▶ SUPPLIED TEXT
Fostering BLOGS

Looking after my feet

Wednesday 9th February

As well as juggling family life and fostering duties, we have power of attorney for my elderly grandmother who has Alzheimers Disease.  She lives in a care home two miles down the road.  In between hospital appointments and school runs, I tend to go visit a couple of times a week.  This week I have been asked to take Nan to the Podiatry clinic.  I’m not sure if you have a pet hate – for me sand, glitter and chalk all come a close second to feet.  I’m not sure what it is – they are obviously useful, and standing, let alone moving, would be difficult without them.  But they still just seem…weird!

We used to get a private chiropodist to come to the care home to sort her feet, but she has recently been diagnosed with diabetes, so now qualifies for free NHS foot care.  I asked the care home to have her ready 30 minutes before the appointment so I had plenty of time to get her out of the home, into the car and out at the clinic the other end.  It takes a while because she is not as quick on her feet, will need to go for a last minute wee – at least twice – and then there’s the endless questions about where she is going.

Having arrived at the care home at 1pm, I was surprised to find her sitting in the dining room with the other residents waiting for her lunch.  The staff seemed to have no idea that she had an appointment.  She hadn’t had her lunch, so I had to wait while she had a few bites to eat.  There was no point trying to move her with a hungry tummy – I would not hear the end of it!  We then had the problem of locating her shoes and coat.  Eventually we got out of the door, and I raced to get her to the Podiatry Clinic, just in the nick of time.

The Podiatrist looked at her notes and asked why I had brought her to the clinic.  I explained that the care home had referred her.  She explained that normally they visit the residents with Alzheimers in their care home.  Typical!  All that effort of getting her out the care home and she could have been seen there!  I take a very deep breath.  It is very frustrating when things like this happen.  I remind myself that I have had precious time with Nanna and actually she is having a good day, so getting her out has been fairly straightforward.  There have been other times when it has been a nightmare, and I have been left in a state of complete exhaustion.

I had no idea, until we faced this with Nanna, how debilitating Alzheimers disease can be.  One day she seems quite bright and knows us (not necessarily what our relationship to her is – but she knows that she knows us), other days she is very confused and it can be quite upsetting.  We know  that it is good to visit her and show her how much we love her.  We hope that we are modelling a good way of treating the older generation to our daughters!  And one day they might be looking after my feet!

▶ PROVIDED MATERIAL
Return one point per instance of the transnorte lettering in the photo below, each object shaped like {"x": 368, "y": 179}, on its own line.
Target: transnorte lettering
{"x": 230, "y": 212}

▶ WORK TASK
From the blog post about taking Nan to the podiatry clinic, copy word for word the part that begins with the words containing "Fostering BLOGS" and ends with "still just seem…weird!".

▶ FINISHED TASK
Fostering BLOGS

Looking after my feet

Wednesday 9th February

As well as juggling family life and fostering duties, we have power of attorney for my elderly grandmother who has Alzheimers Disease.  She lives in a care home two miles down the road.  In between hospital appointments and school runs, I tend to go visit a couple of times a week.  This week I have been asked to take Nan to the Podiatry clinic.  I’m not sure if you have a pet hate – for me sand, glitter and chalk all come a close second to feet.  I’m not sure what it is – they are obviously useful, and standing, let alone moving, would be difficult without them.  But they still just seem…weird!